[Entries start]

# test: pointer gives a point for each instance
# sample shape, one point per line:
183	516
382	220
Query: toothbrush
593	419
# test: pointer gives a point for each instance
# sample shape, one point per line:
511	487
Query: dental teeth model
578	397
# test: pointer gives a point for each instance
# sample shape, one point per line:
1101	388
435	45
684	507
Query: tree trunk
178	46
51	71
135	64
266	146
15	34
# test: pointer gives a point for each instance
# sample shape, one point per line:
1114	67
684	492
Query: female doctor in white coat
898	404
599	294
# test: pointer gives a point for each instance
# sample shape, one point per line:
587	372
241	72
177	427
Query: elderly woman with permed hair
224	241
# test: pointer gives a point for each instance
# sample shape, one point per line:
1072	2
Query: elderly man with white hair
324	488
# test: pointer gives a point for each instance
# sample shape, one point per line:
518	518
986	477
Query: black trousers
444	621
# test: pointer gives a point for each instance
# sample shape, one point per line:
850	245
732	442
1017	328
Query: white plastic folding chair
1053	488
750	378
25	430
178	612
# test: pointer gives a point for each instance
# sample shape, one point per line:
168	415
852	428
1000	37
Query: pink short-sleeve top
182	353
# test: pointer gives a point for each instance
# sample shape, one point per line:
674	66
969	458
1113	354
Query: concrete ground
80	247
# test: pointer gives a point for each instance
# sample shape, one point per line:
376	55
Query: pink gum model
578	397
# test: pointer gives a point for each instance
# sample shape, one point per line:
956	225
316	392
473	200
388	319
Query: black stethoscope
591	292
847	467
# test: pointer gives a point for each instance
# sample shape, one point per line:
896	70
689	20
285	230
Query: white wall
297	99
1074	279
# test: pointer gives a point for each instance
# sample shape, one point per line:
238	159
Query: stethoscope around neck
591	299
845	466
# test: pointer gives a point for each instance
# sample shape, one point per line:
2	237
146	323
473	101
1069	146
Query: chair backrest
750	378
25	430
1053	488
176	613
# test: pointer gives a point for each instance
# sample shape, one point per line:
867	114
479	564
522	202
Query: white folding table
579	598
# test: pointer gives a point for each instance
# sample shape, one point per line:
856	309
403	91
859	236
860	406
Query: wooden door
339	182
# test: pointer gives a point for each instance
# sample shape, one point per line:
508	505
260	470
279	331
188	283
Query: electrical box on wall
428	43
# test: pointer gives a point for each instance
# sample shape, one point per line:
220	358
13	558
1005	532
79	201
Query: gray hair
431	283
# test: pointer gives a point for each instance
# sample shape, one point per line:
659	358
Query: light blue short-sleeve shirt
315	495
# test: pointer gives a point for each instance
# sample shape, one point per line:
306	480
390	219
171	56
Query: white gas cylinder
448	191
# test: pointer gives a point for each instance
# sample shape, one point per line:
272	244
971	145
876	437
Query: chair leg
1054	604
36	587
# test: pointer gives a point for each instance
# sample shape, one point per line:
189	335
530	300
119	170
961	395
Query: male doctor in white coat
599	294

[Entries end]

▸ To do: Each line of the material must be restated exactly.

▸ Answer to the task:
# test: pointer gives a point for each instance
# sample shape, one point per line:
183	516
382	220
Query: toothbrush
593	419
# test: pointer gives a point for each instance
# sample shape, one point per line:
511	487
Query: dental teeth model
578	397
# test: pointer gives a point for each instance
# sample shape, one point per line:
1101	388
435	45
684	507
Query: tree trunk
178	46
51	71
135	64
266	146
15	34
# test: pointer gives a point for each instance
# sample shape, one point per line:
1114	67
684	492
Query: female doctor in white coat
898	404
599	294
# test: pointer gives a point for each instance
# sample shape, one point per line:
587	372
241	72
177	427
Query: elderly woman with permed hair
224	241
# test: pointer gives a point for each instance
# sample shape, one point per line:
1072	2
Query: elderly man with white hair
324	488
# test: pointer gives a point for each instance
# sample shape, one point per line:
518	518
986	477
Query: black trousers
444	621
# test: pointer gives a point for each instance
# sample shape, one point per line:
850	245
732	442
1017	328
Query: white plastic folding chair
1053	488
750	378
25	430
178	612
# test: pointer gives a point for each instance
# sample shape, one point per line:
168	415
852	428
1000	37
Query: pink short-sleeve top
182	353
# test: pointer gives a point for each instance
# sample shape, one point per line:
674	66
969	458
1113	354
Query: concrete ground
80	247
# test: pointer gives a point for each instance
# sample shape, one point per line:
376	55
Query: pink gum model
578	397
# test: pointer gives a point for each instance
# sample shape, one point per line:
956	225
316	392
473	200
388	319
Query: black stethoscope
591	292
847	467
# test: pointer gives a point for each instance
# sample shape, one point per line:
896	70
689	20
285	230
Query: white wall
297	99
1074	279
# test: pointer gives a point for each instance
# sample shape, one point per line:
238	159
Query: stethoscope around neck
591	299
845	466
# test: pointer gives a point for each instance
# sample shape, one point per line:
2	237
146	323
473	101
1069	146
Query: chair backrest
750	378
25	430
1053	488
176	613
# test: pointer gives a point for each instance
# sample shape, one point per line:
867	114
479	564
522	202
Query: white folding table
579	598
# test: pointer gives a point for each instance
# sample shape, one point per line:
856	309
403	91
859	236
860	406
Query: wooden door
339	182
# test: pointer gives a point for each instance
# sample shape, one point per line:
508	505
260	470
279	331
188	283
Query: electrical box on wall
428	43
# test: pointer gives a point for each instance
# sample shape, one point per line:
220	358
13	558
1005	532
79	201
Query: gray hair
431	283
# test: pointer gives a point for each instance
# sample shape, one point per line:
659	358
Query: light blue short-sleeve shirt
315	495
# test: pointer gives a point for each instance
# sample shape, one point per line:
306	480
390	219
171	56
Query: white gas cylinder
448	191
# test: pointer gives a point for each instance
# sample shape, one point per line:
272	244
971	145
876	437
Query: chair leg
1054	604
36	587
# test: pointer gives a point for each instance
# sample shape, one point per line:
189	335
530	300
119	170
961	395
Query: male doctor in white coat
599	294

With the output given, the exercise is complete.